◆ RECORDS SHOWN
★ ★ ★ ★

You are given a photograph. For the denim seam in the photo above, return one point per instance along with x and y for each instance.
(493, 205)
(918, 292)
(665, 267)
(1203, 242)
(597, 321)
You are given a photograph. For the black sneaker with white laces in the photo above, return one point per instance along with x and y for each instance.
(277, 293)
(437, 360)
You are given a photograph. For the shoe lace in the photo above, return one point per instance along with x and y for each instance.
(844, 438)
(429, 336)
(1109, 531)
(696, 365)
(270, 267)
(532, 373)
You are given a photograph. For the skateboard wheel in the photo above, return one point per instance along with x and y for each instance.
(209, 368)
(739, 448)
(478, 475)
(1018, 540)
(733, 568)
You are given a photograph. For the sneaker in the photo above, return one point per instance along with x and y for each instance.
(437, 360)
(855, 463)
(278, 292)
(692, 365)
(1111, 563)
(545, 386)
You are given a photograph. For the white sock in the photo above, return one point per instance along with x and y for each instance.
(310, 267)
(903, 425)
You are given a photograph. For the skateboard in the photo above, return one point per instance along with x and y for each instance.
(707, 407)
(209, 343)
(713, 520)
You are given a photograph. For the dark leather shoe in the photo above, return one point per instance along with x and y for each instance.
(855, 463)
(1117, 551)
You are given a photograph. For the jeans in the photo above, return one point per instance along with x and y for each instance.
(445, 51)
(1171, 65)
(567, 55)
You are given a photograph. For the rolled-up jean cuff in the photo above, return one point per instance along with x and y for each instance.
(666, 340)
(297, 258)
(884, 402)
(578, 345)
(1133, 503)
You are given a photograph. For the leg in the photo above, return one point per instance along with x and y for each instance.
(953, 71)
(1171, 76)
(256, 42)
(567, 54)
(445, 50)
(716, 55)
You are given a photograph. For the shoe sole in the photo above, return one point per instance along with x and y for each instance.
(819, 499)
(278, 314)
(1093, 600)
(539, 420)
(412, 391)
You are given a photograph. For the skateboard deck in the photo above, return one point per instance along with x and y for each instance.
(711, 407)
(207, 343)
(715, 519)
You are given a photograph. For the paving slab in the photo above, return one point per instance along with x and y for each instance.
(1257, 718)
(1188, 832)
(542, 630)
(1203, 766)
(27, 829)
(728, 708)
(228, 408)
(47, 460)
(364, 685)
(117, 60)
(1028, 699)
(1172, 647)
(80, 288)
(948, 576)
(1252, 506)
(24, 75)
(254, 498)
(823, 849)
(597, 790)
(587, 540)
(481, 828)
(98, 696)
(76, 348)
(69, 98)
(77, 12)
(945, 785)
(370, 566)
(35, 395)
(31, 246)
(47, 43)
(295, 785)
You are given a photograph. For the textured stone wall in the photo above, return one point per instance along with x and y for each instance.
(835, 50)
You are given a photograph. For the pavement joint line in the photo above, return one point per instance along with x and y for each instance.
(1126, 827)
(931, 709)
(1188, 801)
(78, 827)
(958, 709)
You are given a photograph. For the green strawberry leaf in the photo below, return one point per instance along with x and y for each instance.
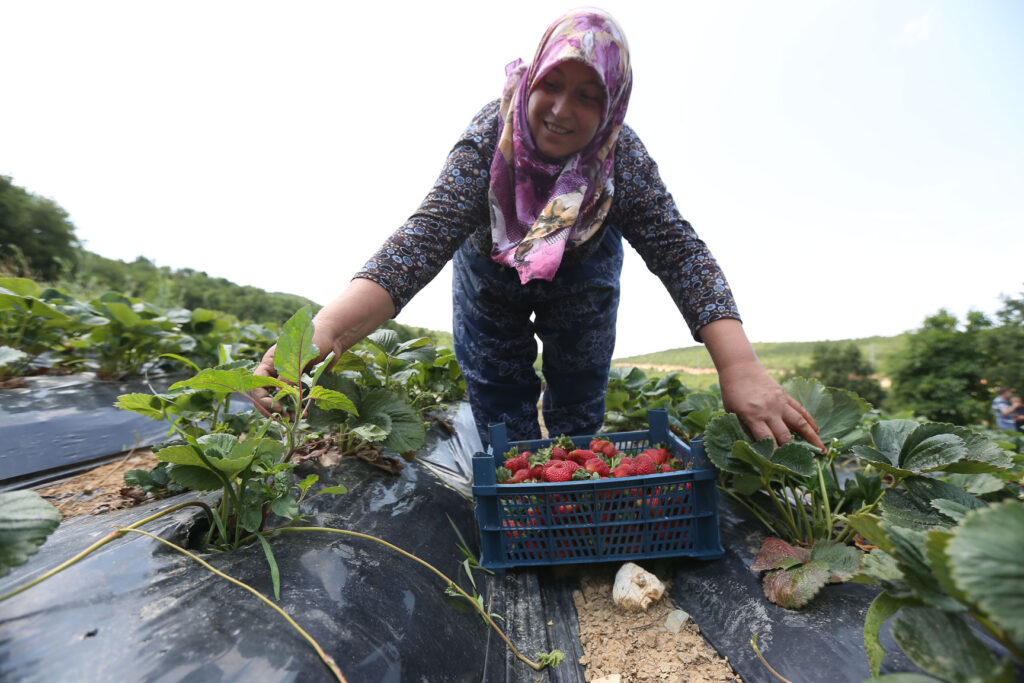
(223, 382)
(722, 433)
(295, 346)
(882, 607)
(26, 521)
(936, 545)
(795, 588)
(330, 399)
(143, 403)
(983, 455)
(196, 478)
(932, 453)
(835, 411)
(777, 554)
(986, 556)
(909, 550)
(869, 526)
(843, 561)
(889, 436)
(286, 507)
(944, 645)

★ ★ ★ ★

◆ YOUR GOAL
Put each line of the listing above into the copy exactly, dropping the pictures.

◆ SOLUTION
You are given a photograph. For the denim seam in the photo above, return one point per instance along with x and y for each instance.
(493, 205)
(918, 292)
(665, 267)
(1203, 242)
(597, 321)
You are given a photograph. For the black sneaker with white laces in the photo above, return one point per instance along with x and y for each instance.
(277, 293)
(437, 360)
You are given a photograph. For the shoe lace in the photo above, return one point per instance along with x and y for each instance.
(844, 438)
(429, 336)
(1109, 531)
(696, 365)
(270, 267)
(532, 373)
You are given a photograph. For the skateboard wheel in the photo above, return one point per instance along with x and y for each instance.
(209, 368)
(739, 448)
(478, 475)
(1018, 540)
(733, 568)
You are given a photograph. For the sneaker in the photo above, return one point per instance along with x and y for each instance.
(437, 360)
(855, 463)
(278, 292)
(692, 365)
(1111, 563)
(545, 386)
You are given a photograph. For the white sock in the photo above, return one point per instance along with x and y for each instance.
(310, 267)
(903, 425)
You are given a photograph. For the skateboard in the photo above, return one point per instance along with x and y for each instance.
(707, 407)
(209, 343)
(713, 520)
You are given a photograph. For the dark leather shoe in the photo above, return one point per instance along with x and y for each instance.
(855, 463)
(1117, 551)
You are given a photograph. For the jeans in the photo above, return one point per instance along with x and y for each instance.
(445, 51)
(1171, 65)
(567, 55)
You are given a photograph. For the rolled-up jean cuff in the photo above, return one point per instance along with x and y for each instance.
(666, 340)
(297, 258)
(884, 402)
(578, 345)
(1133, 503)
You are given a photograph. For the leg in the photo above, return one point per instance along with x and y for each instance.
(953, 71)
(1171, 76)
(256, 42)
(567, 54)
(445, 50)
(716, 55)
You are given a photograph. For the shoe sole in the photo above, return one point per instance along with x and y for each instance.
(819, 499)
(278, 314)
(1093, 600)
(539, 420)
(412, 391)
You are given a photograph. For the skateboard deck in the photo above, return one point per instance along with x and y for each instance.
(711, 407)
(207, 343)
(715, 519)
You are given a photograph. For the paving slab in the photo above, return one point per instance along with x and y for each instance.
(1257, 718)
(1188, 832)
(542, 630)
(1203, 766)
(27, 829)
(728, 708)
(228, 408)
(47, 460)
(364, 685)
(117, 60)
(1028, 699)
(1172, 647)
(80, 288)
(948, 576)
(1252, 506)
(24, 75)
(254, 498)
(823, 849)
(597, 790)
(587, 540)
(481, 828)
(98, 696)
(76, 348)
(69, 98)
(77, 12)
(945, 785)
(370, 566)
(35, 395)
(31, 246)
(47, 43)
(295, 785)
You are given a photograph. For the textured stone wall in the photo above, return one point per instance along with x and y for each instance.
(835, 50)
You are given a photograph. For the pavement joint line in the photo above, return one point per instance along with x and y for each instance.
(1126, 827)
(931, 709)
(1188, 801)
(78, 827)
(958, 709)
You are given a photograph. For the green strawberry leaf in the photo below, return one point per instance along with x and y for each instance.
(223, 382)
(722, 433)
(295, 346)
(882, 607)
(26, 521)
(936, 545)
(795, 588)
(330, 399)
(143, 403)
(983, 455)
(196, 478)
(932, 453)
(835, 411)
(777, 554)
(986, 556)
(909, 550)
(869, 526)
(843, 561)
(889, 436)
(286, 507)
(944, 645)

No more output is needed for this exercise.